■ **Exercise aim**
Please set out every line of the items below as a Markdown table with the columns No. and Text, numbering the lines in order. Leave out blank lines and the pictures.

■ **Data to process**
-- Start --

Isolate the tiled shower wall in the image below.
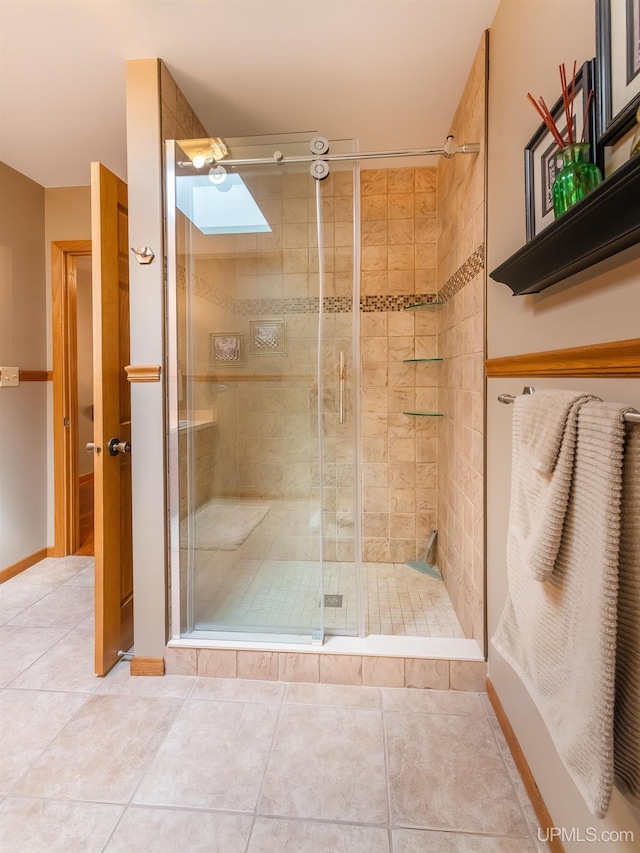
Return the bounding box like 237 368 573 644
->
360 167 439 562
438 36 487 644
161 39 486 638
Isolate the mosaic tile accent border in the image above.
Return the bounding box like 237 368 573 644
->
438 243 484 302
178 269 439 317
360 293 439 314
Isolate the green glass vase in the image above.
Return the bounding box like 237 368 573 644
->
552 142 602 219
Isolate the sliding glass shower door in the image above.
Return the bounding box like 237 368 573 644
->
167 139 359 642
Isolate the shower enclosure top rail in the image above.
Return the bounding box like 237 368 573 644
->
178 136 480 168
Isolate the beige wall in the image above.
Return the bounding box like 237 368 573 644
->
126 59 210 657
43 187 91 545
0 163 50 569
437 35 487 646
487 0 640 851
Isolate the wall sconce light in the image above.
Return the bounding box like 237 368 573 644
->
131 246 155 264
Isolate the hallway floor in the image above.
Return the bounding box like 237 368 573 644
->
0 557 546 853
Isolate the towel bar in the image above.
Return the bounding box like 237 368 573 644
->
498 385 640 424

-- End --

■ **Task response**
| No. | Text |
|---|---|
| 1 | Isolate the tiled shower wall in the image below. |
| 2 | Return the bounding box like 237 368 573 644 |
| 3 | -> |
| 4 | 360 167 439 562 |
| 5 | 438 36 487 644 |
| 6 | 161 39 486 638 |
| 7 | Isolate the mosaic tile accent border in the image above. |
| 8 | Return the bounding box like 237 368 573 644 |
| 9 | -> |
| 10 | 438 243 484 302 |
| 11 | 178 269 439 317 |
| 12 | 360 293 439 314 |
| 13 | Isolate the green glass vase in the image above. |
| 14 | Return the bounding box like 237 368 573 644 |
| 15 | -> |
| 16 | 552 142 602 219 |
| 17 | Isolate the sliding glass shower door in the image above. |
| 18 | Return the bounding box like 237 368 573 644 |
| 19 | -> |
| 20 | 167 139 359 642 |
| 21 | Isolate the shower enclosure top rail in the image above. |
| 22 | Return the bounding box like 237 368 573 644 |
| 23 | -> |
| 24 | 178 136 480 168 |
| 25 | Isolate the beige wall in the image above. |
| 26 | Return the bounding box like 237 368 573 644 |
| 27 | -> |
| 28 | 126 59 210 657 |
| 29 | 43 187 91 545 |
| 30 | 0 163 50 569 |
| 31 | 437 35 487 646 |
| 32 | 487 0 640 851 |
| 33 | Isolate the wall sconce light in the image above. |
| 34 | Return the bounding box like 237 368 573 644 |
| 35 | -> |
| 36 | 131 246 155 264 |
| 37 | Isolate the hallway floor in the image above. |
| 38 | Return the bounding box like 237 368 573 644 |
| 39 | -> |
| 40 | 0 557 546 853 |
| 41 | Isolate the towel bar in the image above. |
| 42 | Return the bounding box like 237 368 573 644 |
| 43 | -> |
| 44 | 498 385 640 424 |